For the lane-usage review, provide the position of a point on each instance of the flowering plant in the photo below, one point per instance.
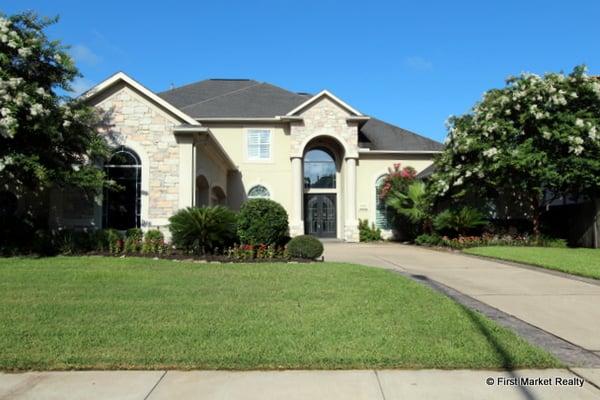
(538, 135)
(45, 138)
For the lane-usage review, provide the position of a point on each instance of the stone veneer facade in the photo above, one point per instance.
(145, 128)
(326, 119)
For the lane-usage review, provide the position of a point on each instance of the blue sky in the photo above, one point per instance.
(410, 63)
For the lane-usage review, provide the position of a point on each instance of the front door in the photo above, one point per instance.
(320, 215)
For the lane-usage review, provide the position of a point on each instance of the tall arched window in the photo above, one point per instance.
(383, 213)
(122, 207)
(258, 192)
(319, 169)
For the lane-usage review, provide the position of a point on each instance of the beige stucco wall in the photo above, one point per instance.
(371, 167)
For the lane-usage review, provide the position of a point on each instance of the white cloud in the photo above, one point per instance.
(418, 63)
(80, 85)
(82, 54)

++++

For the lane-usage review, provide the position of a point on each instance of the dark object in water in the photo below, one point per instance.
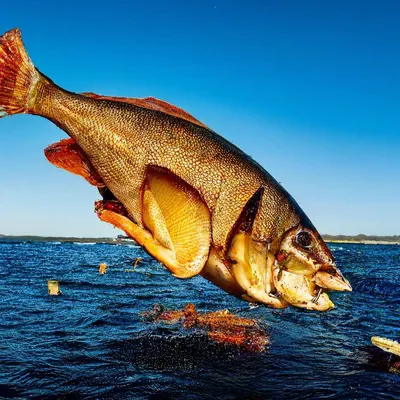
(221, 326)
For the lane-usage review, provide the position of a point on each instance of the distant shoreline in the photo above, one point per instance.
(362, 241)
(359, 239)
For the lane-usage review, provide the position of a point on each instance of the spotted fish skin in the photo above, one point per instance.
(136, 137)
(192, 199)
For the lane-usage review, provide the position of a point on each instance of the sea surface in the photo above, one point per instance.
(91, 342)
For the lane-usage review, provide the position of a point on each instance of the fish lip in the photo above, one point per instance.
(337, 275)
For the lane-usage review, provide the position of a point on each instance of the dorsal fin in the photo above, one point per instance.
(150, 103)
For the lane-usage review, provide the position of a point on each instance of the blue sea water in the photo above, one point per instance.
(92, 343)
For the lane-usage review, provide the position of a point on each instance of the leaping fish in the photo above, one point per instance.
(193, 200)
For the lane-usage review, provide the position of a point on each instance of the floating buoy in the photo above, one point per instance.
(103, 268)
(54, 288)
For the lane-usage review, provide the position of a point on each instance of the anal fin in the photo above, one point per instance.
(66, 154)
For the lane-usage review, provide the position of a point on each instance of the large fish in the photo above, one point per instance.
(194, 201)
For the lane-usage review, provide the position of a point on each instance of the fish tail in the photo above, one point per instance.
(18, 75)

++++

- What to work on -
Please report each line of the material above that contains the word "water", copying every such line in full. Case counts, so only matches with the same capitalization qualify.

- Written response -
For the lane-usage review, provide the position of a point on each instance of the dark object in water in the photo below, one point per instance.
For the lane-usage review, provide the position of a point on each instance of the blue sea water in the photo above, one point per instance.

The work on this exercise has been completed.